— begin DATA RECORDS —
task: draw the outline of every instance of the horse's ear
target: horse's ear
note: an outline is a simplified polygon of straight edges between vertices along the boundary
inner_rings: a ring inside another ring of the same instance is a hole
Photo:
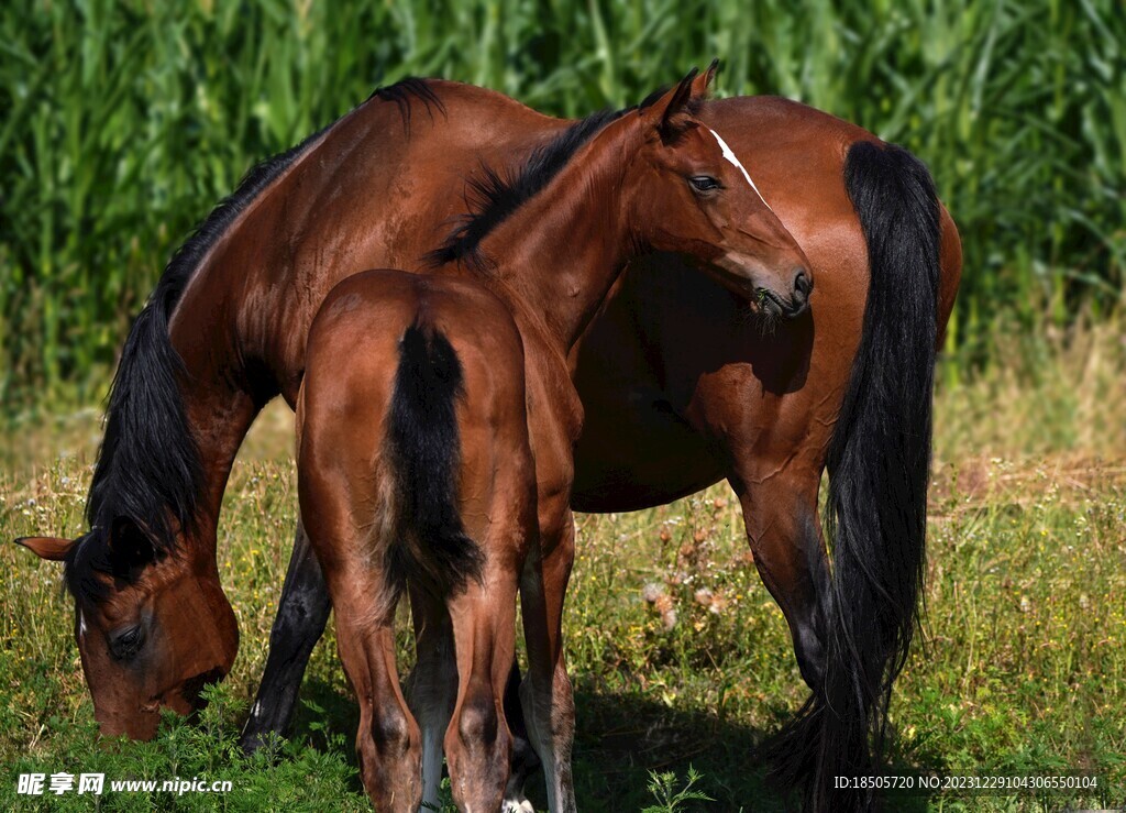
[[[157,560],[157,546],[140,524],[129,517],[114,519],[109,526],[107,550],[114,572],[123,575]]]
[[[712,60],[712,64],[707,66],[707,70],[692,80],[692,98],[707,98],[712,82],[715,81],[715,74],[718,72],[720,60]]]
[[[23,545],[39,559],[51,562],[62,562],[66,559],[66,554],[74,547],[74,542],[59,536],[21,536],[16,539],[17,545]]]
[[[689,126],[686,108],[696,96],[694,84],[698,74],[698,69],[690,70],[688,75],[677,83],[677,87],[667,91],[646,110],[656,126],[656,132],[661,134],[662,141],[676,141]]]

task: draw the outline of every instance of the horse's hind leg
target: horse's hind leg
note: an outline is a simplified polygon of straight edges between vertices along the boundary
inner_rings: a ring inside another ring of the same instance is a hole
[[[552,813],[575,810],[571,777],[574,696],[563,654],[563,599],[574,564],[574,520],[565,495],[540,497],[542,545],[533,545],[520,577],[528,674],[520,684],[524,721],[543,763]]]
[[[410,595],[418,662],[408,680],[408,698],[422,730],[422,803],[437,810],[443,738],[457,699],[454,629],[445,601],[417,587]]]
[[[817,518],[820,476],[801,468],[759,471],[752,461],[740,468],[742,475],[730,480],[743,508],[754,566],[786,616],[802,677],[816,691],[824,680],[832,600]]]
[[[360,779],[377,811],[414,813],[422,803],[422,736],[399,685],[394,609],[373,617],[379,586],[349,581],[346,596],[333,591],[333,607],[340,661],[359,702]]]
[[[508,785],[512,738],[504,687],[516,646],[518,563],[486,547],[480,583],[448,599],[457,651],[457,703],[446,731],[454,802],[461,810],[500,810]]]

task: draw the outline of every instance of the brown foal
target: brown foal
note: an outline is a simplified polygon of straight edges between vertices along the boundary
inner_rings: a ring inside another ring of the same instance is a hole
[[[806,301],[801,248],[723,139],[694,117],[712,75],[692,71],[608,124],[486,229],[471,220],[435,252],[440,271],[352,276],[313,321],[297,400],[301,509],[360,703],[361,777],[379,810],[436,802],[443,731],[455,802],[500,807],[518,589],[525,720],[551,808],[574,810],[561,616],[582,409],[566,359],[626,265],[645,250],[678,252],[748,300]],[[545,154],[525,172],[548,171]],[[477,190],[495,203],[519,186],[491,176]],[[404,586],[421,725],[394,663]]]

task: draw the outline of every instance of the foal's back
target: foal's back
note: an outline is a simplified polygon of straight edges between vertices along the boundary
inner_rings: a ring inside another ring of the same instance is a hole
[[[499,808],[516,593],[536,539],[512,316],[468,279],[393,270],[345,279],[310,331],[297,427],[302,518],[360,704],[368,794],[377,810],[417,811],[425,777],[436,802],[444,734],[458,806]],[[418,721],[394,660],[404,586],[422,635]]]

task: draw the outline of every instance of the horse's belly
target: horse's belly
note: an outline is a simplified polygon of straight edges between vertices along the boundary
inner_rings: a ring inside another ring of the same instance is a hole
— end DATA RECORDS —
**WRITTEN REQUEST**
Begin at the line containing "task: draw the outline of every instance of the brown" and reproduce each line through the end of the records above.

**ANSWER TO THE TASK**
task: draw the outline of every instance of the brown foal
target: brown foal
note: an outline is a simplified polygon of straight edges between vertices along the boundary
inner_rings: a ring inside another ring of the same instance is a hole
[[[806,301],[801,248],[723,139],[694,117],[712,75],[692,71],[608,124],[486,229],[471,220],[435,252],[440,271],[352,276],[313,321],[297,400],[301,509],[360,703],[361,777],[379,810],[436,802],[443,731],[455,802],[500,807],[518,589],[525,720],[551,808],[574,810],[561,616],[582,409],[566,359],[626,265],[645,250],[678,252],[748,300]],[[545,154],[525,172],[548,171]],[[477,190],[495,203],[519,186],[491,176]],[[404,586],[421,725],[394,663]]]

task: draw the outline of every instance of the foal's back
target: foal's back
note: an outline is a simplified polygon of straight edges between vertices along the boundary
inner_rings: a ring inside another ring of the same instance is a hole
[[[499,808],[516,593],[536,539],[512,316],[468,279],[393,270],[345,279],[310,331],[297,427],[302,518],[360,704],[368,794],[377,810],[417,811],[425,777],[436,802],[444,734],[458,806]],[[418,721],[394,660],[404,586],[422,635]]]

task: draw the outline of every instance of the horse's belly
target: horse's belly
note: an outline is a simplified polygon of straight edges between vertices along the boundary
inner_rings: a ring inside another ring of the same instance is a hole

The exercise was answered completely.